## Assignment
From the piece on women's rights, return the passage starting with "Our world is" and going on through "could not vote.", copied word for word.

## Excerpt
Our world is seeing change at an incredibly rapid pace. The Western world went from a farm-centered society in the 1700s to an industrial one in just over 100 years. The 20th century saw incredible technological advances, including the first mass-produced car, space flight (Roberta Bondar), and unlocking the secrets of our own DNA. Many of the advancements, both scientifically (Marie Curie) and culturally, have come from women – despite their lack of status during this time. Women’s rights have indeed been improving, but at a much slower pace. Two centuries ago, despite the Industrial Revolution, women could not own property in their own name anywhere in Canada. Just a century ago, when cars were starting to be seen everywhere, Canadian women could not vote.
While there have been many improvements in Canada, women are still not on an equal level with men when it comes to salary, job opportunities, share of household duties and child rearing. The more subtle ways that women are disadvantaged in our society are harder to define, yet pervasive. Women often have a harder time proving their value to male colleagues and bosses, even when the quality of their work is good. While a man may be perceived as ‘in charge,’ a woman with a similar manner may be seen as ‘bossy.’ Such perceptions are much harder to change because they are difficult to isolate and expose. Even when exposed, they are often dismissed.
Looking back over the amazing history of growth and development in Canada, consider for a moment how much more could have been done if women had been allowed to fully exercise their rights and make an impact. Given the times we live in, with the need for more problem solvers in important areas including global hunger, the environment, eradication of diseases and world peace, it is more crucial than ever to secure equal rights for women around the globe. Not only will this improve the lives of half of the world’s population, but it will bring much-needed perspective as well as additional brainpower to the table. We cannot afford to continue without the full engagement of women on a level platform in all areas of society. There is so much to be gained and little to lose in allowing women access to the same rights and privileges that men have.
Changing societal expectations and judgements will not be easy, or come overnight. There is great reason to push forward, however, as the urgency to tackle civilization’s biggest problems grows. Overcoming resistance to equality has to take priority in order to fully understand and manage the world’s most pressing problems. It is illogical at best and reckless at worst to fail to engage half the world in the process of improving everyone’s lives. Nothing should be left untapped in the search for solutions to such challenges as poverty, starvation, disease, and dwindling resources. These are issues that transcend gender, and require opening previously closed minds to advance all of humanity.

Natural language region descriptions
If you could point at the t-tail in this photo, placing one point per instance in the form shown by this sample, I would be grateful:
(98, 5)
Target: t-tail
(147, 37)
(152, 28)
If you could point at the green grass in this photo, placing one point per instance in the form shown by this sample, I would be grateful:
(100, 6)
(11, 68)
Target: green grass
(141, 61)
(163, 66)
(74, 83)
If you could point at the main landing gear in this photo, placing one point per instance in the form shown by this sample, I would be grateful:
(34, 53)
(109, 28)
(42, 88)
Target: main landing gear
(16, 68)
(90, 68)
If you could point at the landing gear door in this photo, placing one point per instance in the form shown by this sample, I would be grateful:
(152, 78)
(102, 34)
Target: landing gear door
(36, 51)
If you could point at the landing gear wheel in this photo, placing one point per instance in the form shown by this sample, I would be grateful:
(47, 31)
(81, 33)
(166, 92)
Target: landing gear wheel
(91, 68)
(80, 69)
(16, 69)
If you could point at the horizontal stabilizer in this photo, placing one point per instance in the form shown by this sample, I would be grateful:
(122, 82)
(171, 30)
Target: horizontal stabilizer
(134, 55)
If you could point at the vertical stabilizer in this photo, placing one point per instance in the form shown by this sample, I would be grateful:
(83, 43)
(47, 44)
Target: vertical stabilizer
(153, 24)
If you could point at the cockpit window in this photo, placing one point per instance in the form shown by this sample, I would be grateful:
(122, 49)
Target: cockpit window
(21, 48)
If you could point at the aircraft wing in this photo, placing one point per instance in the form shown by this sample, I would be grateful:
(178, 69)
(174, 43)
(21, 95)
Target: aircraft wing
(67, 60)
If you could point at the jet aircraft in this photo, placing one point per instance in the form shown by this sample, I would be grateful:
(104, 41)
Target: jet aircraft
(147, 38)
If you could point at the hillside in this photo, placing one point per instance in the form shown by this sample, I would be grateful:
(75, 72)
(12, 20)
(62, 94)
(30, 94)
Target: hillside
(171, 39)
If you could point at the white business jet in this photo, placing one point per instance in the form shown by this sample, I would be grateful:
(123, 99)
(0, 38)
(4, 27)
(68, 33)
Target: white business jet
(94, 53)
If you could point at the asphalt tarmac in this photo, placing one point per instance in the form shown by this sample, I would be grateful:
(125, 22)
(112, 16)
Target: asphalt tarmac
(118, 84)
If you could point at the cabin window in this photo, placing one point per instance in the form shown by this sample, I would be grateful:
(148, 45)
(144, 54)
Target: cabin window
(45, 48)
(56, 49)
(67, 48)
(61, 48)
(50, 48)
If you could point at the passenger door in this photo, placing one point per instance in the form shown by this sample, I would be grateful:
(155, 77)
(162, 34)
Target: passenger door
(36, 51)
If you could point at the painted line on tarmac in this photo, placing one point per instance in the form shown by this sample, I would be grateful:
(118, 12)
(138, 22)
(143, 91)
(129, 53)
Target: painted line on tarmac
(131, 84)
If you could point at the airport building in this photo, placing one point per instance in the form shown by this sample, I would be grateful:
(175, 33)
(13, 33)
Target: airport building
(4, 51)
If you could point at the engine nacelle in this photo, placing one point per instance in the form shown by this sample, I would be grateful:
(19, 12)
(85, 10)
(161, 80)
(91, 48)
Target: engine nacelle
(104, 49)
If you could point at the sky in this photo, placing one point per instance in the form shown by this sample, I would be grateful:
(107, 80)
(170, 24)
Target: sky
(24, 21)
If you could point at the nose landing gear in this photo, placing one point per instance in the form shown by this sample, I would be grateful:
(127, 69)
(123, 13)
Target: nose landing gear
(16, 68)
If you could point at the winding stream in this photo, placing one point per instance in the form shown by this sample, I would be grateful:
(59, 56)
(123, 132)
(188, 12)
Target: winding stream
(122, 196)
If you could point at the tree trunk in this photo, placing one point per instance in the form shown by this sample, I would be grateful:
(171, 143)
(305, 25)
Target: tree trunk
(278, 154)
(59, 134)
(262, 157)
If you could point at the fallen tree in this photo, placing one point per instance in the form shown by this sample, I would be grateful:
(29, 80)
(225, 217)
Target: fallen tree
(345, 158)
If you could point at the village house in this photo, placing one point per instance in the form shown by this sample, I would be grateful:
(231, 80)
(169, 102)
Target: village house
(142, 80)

## Exercise output
Our world is seeing change at an incredibly rapid pace. The Western world went from a farm-centered society in the 1700s to an industrial one in just over 100 years. The 20th century saw incredible technological advances, including the first mass-produced car, space flight (Roberta Bondar), and unlocking the secrets of our own DNA. Many of the advancements, both scientifically (Marie Curie) and culturally, have come from women – despite their lack of status during this time. Women’s rights have indeed been improving, but at a much slower pace. Two centuries ago, despite the Industrial Revolution, women could not own property in their own name anywhere in Canada. Just a century ago, when cars were starting to be seen everywhere, Canadian women could not vote.